SOURCE EXTRACT >>
By some estimates, one-quarter to one-third of people in sudden cardiac arrest might be saved with optimal emergency care, including faster defibrillation. To achieve that, however, lots of ordinary people will have to be willing to do something they've only seen on "ER."
Contrary to popular impression, electricity isn't a general tonic capable of jolting errant hearts back to work. There are rhythms that don't benefit from shocking, and ones made worse by it. A heart in electrical standstill, for example, can't be restarted with a defibrillator.
However, shock is the treatment of choice for ventricular fibrillation, the heart rhythm found in about 80 percent of cardiac arrest victims in the first minutes after collapse.
Of 127 people who have collapsed, pulseless and not breathing, in a casino equipped with a defibrillator, 51 have been revived and have gone home alive. This "save rate" of 40 percent is roughly five times that of the rest of the country.
Automated defibrillators cost about $3,000 apiece. Although it is possible to operate one without training, most places give security guards or other employees three to five hours of instruction.
Current models require only that a person place two electrode patches as instructed on the victim's chest and press a start button. The machine takes an EKG and analyzes it, and a voice prompts if the rhythm is one that can be shocked. (If it isn't, the device doesn't charge up, so ill-advised shocks are impossible.) The machine even shouts "Stand clear!" although the operator has to deliver the shock with a button.
Public access to automated defibrillators is getting its biggest test in Chicago's airports, where 33 were installed at O'Hare and seven at Midway in June. They are in plain view, rigged to dial 911 when removed from the wall.
"The wider use of defibrillation is not a new wish," said Peter Safar, a longtime resuscitation researcher. "The technology has now caught up with the wish."
Their notable success in reviving Las Vegas's downed gamblers is attributable to two things -- access and speed.
Although not every person in cardiac arrest can be saved by electricity, those who can need to be shocked within five minutes of collapse to have a reasonable chance of survival. There are now about 350 automated defibrillators in 59 Las Vegas casinos. As a rule, security guards can get one to any place on a property in less than three minutes.

EXTRACTED RECORDS >>
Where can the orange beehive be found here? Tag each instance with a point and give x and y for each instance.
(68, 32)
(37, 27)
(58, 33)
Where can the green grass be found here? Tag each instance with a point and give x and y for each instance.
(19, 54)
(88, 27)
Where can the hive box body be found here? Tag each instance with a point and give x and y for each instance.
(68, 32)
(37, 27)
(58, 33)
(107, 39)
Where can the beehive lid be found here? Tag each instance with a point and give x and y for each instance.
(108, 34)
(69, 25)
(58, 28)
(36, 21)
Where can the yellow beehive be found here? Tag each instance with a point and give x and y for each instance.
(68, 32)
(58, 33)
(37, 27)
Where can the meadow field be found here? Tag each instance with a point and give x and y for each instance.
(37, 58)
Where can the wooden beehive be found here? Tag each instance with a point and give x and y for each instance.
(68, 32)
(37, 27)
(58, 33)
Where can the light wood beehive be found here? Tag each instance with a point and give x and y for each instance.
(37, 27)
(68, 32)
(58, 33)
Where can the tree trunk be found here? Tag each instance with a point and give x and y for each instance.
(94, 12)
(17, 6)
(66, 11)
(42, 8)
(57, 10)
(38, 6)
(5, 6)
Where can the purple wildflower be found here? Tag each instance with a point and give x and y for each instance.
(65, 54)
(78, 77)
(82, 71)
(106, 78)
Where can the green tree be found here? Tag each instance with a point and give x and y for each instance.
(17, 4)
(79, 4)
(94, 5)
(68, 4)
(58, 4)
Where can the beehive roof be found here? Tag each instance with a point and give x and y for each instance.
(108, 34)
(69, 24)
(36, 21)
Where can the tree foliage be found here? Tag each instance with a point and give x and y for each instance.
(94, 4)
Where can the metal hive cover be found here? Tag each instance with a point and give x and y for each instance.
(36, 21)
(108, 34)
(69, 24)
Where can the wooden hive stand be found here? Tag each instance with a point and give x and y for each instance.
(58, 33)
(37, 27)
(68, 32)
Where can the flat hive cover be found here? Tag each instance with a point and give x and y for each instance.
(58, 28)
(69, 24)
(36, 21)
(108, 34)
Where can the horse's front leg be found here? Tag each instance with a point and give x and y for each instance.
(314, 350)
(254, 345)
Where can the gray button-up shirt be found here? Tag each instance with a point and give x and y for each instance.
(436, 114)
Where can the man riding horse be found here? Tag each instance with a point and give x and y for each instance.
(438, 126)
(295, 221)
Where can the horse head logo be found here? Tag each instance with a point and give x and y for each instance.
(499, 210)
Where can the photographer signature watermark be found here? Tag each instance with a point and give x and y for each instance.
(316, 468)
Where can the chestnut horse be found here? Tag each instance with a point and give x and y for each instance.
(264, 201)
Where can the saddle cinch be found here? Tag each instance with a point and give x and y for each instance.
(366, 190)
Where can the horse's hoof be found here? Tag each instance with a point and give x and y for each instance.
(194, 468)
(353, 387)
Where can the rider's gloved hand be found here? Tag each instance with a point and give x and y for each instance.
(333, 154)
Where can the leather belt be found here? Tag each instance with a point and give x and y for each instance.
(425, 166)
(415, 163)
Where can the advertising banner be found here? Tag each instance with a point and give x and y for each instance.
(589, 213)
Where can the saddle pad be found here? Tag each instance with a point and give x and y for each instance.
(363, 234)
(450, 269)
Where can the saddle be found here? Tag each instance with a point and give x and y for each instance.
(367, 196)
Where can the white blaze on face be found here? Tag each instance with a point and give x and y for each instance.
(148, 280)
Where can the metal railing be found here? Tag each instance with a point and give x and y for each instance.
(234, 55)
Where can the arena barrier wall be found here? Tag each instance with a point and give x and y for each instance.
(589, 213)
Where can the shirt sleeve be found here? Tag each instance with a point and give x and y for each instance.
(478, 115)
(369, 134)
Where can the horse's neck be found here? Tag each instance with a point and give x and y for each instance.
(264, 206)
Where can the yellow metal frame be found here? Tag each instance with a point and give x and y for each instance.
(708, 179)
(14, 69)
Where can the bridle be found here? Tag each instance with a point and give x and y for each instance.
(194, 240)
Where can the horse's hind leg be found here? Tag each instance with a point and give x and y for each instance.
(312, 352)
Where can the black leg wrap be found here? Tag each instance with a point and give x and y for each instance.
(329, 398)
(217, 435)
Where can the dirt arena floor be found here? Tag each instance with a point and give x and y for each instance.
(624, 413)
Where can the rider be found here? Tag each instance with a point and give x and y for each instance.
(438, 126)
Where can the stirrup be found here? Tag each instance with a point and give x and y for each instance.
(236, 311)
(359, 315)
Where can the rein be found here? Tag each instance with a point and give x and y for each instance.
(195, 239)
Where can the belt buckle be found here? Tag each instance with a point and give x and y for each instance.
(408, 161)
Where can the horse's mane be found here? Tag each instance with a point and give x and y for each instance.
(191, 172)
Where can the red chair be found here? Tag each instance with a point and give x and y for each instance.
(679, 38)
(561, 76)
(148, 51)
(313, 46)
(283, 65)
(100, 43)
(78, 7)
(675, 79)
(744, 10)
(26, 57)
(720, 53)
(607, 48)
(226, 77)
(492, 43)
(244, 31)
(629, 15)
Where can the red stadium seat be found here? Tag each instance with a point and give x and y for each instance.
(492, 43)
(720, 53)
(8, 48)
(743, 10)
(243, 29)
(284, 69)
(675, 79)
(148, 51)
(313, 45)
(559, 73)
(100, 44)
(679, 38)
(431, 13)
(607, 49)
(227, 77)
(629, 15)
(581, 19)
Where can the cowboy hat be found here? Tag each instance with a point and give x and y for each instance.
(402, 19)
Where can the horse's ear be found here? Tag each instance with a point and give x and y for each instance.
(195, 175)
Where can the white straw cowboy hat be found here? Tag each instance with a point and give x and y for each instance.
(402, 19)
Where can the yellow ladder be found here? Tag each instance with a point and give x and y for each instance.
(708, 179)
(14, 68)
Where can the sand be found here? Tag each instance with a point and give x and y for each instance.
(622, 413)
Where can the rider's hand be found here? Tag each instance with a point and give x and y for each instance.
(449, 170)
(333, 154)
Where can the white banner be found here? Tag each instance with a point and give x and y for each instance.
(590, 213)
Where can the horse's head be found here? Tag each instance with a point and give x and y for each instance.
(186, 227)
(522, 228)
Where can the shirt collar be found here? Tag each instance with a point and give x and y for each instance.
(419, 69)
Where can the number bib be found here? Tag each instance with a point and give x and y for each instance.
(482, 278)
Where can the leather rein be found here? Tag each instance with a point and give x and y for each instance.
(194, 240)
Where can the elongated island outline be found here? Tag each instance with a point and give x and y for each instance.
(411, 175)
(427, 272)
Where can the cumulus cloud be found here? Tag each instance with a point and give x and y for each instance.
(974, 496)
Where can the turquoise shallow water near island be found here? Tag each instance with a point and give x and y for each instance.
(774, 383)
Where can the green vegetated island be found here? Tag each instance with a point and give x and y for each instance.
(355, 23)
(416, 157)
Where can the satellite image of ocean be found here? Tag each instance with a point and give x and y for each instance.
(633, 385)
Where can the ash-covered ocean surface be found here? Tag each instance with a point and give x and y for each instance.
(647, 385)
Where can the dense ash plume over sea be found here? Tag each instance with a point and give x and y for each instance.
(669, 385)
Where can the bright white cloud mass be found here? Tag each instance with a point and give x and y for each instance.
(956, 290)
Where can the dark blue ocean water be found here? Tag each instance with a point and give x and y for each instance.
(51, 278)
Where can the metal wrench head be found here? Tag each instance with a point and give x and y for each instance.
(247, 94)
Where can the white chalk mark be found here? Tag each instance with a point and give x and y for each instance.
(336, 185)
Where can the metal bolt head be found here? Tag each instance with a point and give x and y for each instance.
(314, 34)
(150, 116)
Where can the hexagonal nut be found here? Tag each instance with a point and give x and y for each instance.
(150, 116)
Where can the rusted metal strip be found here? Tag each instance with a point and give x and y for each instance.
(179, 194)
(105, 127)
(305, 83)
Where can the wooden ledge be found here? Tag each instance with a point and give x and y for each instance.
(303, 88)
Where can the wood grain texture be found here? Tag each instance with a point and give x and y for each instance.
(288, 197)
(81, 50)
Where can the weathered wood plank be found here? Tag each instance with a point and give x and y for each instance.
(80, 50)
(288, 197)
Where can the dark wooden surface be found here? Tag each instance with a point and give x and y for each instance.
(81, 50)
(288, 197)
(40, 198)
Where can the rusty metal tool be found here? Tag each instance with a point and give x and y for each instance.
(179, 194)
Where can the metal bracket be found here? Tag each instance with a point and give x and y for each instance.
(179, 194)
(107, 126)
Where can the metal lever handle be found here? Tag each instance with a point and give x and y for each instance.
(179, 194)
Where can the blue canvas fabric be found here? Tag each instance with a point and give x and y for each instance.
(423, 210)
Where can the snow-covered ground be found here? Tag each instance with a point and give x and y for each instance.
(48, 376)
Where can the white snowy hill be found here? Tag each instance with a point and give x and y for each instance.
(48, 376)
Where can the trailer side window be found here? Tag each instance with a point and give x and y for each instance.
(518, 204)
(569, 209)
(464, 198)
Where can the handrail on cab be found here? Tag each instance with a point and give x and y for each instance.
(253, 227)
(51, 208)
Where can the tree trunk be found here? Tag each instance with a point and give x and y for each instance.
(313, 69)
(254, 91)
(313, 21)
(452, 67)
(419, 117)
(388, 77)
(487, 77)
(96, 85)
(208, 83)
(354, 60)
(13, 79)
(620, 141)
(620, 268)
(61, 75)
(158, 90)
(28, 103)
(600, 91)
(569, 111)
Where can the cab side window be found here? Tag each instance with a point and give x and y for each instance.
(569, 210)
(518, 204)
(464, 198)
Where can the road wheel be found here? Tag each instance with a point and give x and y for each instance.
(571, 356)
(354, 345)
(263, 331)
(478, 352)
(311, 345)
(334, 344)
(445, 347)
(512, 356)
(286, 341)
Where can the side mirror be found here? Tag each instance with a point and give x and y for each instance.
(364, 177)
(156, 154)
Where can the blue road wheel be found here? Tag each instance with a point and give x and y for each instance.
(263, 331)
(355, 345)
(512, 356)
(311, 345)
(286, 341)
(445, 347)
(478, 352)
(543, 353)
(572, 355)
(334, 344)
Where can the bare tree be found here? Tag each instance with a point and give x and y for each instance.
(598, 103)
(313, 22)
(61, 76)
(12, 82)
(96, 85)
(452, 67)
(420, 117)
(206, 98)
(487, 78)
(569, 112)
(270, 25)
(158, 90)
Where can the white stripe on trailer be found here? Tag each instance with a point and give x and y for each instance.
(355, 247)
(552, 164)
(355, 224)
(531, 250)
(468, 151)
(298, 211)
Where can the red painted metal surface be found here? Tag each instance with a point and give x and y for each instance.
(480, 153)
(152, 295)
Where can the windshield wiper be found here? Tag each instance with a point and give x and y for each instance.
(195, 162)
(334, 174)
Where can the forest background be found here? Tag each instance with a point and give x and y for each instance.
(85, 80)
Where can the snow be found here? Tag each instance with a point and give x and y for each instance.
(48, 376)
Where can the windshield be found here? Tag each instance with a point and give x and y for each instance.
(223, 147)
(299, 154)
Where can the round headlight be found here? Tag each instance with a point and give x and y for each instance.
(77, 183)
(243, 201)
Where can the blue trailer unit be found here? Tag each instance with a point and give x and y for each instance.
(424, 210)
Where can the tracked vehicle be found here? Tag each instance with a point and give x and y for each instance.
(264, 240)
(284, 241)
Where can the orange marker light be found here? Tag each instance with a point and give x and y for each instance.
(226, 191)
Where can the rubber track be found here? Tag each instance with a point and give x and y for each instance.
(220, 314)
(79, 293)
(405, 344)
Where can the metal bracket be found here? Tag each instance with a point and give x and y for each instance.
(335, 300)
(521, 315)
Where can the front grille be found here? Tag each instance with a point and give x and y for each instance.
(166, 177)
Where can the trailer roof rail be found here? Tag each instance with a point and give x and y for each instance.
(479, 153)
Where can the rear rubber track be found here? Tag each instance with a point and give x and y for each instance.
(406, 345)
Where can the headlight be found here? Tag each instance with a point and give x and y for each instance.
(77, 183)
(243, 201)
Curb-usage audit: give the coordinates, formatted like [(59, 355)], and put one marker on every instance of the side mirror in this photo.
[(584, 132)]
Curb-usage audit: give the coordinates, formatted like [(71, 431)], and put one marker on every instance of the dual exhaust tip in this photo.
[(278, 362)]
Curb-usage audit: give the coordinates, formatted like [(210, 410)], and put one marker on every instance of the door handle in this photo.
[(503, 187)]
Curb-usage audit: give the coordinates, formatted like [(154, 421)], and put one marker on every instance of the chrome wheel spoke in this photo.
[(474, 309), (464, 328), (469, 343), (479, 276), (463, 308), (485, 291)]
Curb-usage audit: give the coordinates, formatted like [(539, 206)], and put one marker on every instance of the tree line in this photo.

TASK INSTRUCTIONS >>
1. According to the text on automated defibrillators, how many of the devices were installed at O'Hare?
2. Continue the text on automated defibrillators after its final sentence.

EXERCISE ANSWERS >>
1. 33

2.
On a recent morning, Paul Ready, medical training officer for Sam's Town, dropped a mannequin on the floor of the sprawling casino's sports bar, which was closed for cleaning. It was time for the monthly defibrillator drill. An assistant called the casino operator to say that a member of the janitorial crew was down.
First officer on the scene: 1:05 minutes. Equipment arrival: 1:35. Rhythm analysis: 2:38. First Shock: 2:52.
"I'm glad to have these. I might need one one day," said Henry McCallum, 56, red-faced and sweating, when the drill was over. He once was a police officer in Manchester, N.H., where, he says, "we ran the city ambulance with absolutely no training." He doesn't mind being better prepared now.
Some companies fear that training employees to operate an automated defibrillator may expose them to lawsuits if victims die. The Nevada legislature addressed this problem when it was raised by casino owners. It extended the state's Good Samaritan law to cover nonmedical workers, such as security guards, who defibrillate people on the job.
In recent years, 43 states have enacted laws protecting rescuers using defibrillators (and in some cases, the companies who own the devices) from liability suits. The bill before Congress would extend protection to the rest. Maryland and Virginia each have such laws, but the District doesn't.
There have been no lawsuits over deaths following the use of a defibrillator by "lay" rescuers. Most experts, in fact, think risk to employers lies elsewhere.
"If there's any threat of litigation, it is more for not providing the device," said Richard Hamburg, director of government relations for the American Heart Association.